Write out the records from the line with "Search the image for the empty" up to and including the line with "0, 0, 640, 853", keeping every line the same as it appears.

------------

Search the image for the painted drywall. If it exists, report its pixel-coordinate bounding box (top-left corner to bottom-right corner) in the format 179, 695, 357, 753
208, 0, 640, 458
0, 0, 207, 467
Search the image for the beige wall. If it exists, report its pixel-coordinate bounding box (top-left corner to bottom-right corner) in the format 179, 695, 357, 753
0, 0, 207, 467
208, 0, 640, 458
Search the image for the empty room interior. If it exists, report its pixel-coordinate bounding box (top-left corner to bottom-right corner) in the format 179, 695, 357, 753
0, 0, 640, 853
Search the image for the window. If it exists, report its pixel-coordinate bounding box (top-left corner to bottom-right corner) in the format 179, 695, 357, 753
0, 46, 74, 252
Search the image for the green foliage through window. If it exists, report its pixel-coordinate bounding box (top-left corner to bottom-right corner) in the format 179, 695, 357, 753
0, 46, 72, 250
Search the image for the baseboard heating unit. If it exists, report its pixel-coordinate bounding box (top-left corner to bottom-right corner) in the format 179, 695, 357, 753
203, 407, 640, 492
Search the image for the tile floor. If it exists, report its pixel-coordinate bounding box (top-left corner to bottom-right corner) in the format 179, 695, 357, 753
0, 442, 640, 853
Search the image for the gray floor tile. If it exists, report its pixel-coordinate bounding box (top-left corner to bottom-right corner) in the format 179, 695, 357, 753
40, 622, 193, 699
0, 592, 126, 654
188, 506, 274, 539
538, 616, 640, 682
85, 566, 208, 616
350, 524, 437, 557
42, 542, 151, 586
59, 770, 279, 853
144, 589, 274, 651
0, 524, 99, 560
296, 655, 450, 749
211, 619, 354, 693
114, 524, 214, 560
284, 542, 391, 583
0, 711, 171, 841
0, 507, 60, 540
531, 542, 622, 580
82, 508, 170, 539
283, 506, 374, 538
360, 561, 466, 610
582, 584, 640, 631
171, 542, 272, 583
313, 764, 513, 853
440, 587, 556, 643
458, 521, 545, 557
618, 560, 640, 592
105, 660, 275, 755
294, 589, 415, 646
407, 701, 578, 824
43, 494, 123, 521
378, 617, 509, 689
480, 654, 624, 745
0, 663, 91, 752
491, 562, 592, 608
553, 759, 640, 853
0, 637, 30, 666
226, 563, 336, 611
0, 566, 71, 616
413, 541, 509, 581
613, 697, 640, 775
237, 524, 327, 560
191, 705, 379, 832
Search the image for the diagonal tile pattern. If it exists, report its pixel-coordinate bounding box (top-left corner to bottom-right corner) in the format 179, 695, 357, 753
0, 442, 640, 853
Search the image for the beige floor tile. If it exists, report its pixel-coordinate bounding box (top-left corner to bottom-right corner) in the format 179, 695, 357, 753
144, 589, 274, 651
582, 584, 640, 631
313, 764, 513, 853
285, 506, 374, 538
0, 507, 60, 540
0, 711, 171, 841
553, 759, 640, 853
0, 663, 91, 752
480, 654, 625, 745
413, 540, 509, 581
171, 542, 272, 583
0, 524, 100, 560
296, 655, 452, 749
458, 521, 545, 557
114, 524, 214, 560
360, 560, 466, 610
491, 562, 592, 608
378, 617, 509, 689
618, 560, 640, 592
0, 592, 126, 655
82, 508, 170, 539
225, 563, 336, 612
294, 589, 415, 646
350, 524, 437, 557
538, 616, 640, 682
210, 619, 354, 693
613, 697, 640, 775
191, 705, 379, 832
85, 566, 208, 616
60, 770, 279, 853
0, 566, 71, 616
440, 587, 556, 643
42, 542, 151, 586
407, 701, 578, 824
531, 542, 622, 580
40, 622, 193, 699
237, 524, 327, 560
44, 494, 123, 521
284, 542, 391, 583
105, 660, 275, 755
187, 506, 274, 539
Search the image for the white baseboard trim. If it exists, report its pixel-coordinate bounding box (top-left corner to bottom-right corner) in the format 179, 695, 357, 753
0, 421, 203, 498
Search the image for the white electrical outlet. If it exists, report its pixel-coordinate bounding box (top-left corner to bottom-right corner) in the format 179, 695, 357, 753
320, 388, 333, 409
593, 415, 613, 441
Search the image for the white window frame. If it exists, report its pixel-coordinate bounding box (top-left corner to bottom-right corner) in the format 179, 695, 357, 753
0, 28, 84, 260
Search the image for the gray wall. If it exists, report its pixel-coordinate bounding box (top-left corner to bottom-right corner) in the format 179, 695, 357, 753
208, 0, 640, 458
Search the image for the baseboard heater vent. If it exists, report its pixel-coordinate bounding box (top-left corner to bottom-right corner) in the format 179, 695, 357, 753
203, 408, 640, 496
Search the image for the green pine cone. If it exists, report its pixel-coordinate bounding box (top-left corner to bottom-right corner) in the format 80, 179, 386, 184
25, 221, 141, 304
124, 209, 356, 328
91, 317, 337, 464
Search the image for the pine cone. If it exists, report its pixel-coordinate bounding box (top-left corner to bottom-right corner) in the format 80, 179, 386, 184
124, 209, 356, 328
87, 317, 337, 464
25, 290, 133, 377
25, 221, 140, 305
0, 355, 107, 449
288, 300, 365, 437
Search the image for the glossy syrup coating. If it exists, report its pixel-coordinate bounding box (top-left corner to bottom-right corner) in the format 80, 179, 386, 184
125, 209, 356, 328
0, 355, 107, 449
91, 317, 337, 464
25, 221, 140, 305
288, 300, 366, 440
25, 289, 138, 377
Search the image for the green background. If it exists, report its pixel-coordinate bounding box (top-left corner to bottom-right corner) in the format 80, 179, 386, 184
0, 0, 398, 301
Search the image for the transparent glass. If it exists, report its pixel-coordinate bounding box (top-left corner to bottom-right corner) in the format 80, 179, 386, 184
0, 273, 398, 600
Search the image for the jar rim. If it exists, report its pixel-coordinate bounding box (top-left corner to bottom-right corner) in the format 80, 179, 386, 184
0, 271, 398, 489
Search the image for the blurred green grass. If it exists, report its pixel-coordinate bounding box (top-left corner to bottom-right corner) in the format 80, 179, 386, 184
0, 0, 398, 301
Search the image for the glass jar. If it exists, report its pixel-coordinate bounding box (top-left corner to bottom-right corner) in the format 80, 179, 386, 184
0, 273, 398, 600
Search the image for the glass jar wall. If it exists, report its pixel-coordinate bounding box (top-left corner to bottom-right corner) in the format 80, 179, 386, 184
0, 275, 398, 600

------------

» **Full response**
Search the image for the empty room interior. If it exists, report its pixel-coordinate bounding box (top-left corner to bottom-right corner) in the format 179, 695, 357, 753
0, 0, 640, 853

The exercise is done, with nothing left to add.